The study, published in the New England Journal of Medicine on May 12, highlights the need to consider the mental health of caregivers in post-ICU care.

The research was led by Professor Jill Cameron of the department of occupational science and occupational therapy. She notes that while caregiver assistance can be beneficial to patients, it may have negative consequences for those who provide it. That can include poor health-related quality of life, emotional distress, caregiver burden, and symptoms of post-traumatic stress disorder.  

“In the world of critical illness, a lot of research has focused on making sure people survive – and now that people are surviving, we need to ask ourselves, what does quality of life and wellbeing look like afterwards for both patients and caregivers,” says Cameron, who is also an Affiliate Scientist at Toronto Rehabilitation Institute, which is part of the University Health Network (UHN). “We need to intervene and support caregivers of all patients, not just the ‘sickest’ patients. Caregivers are not a uniform body of individuals – they have different needs unique to their caregiving situation.”

See the Philadelphia Inquirer article

See the U.S. News & World Report article

From 2007-2014, caregivers of patients who received seven or more days of mechanical ventilation in an ICU across 10 Canadian university-affiliated hospitals were given self-administered questionnaires to assess caregiver and patient characteristics, caregiver depression symptoms, psychological wellbeing, health-related quality of life, sense of control over life, and impact of providing care on other activities. Assessments occurred seven days and three, six and 12-months after ICU discharge.

- [TASK LIST]:
**a.** List every negative consequence for caregivers that the excerpt on caregivers of ICU patients names.
**b.** According to the excerpt on caregivers of ICU patients, how many Canadian university-affiliated hospitals took part in the study?
**c.** Quote the part of the excerpt on caregivers of ICU patients that opens with the words containing "The study, published" and closes with "in post-ICU care.".

- [DATA RECORDS]:
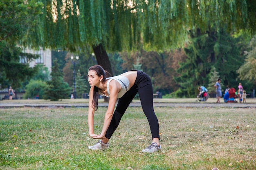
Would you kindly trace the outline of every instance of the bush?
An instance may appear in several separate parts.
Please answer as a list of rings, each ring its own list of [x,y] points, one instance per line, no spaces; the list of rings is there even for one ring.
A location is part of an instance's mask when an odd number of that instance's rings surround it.
[[[46,83],[40,80],[31,80],[26,86],[26,91],[23,95],[24,99],[33,98],[37,95],[42,98],[44,95],[44,89],[46,86]]]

- [ANSWERS BY ITEM NUMBER]:
**a.**
- Poor health-related quality of life
- Emotional distress
- Caregiver burden
- Symptoms of post-traumatic stress disorder

**b.** Ten (10) hospitals.

**c.**
The study, published in the New England Journal of Medicine on May 12, highlights the need to consider the mental health of caregivers in post-ICU care.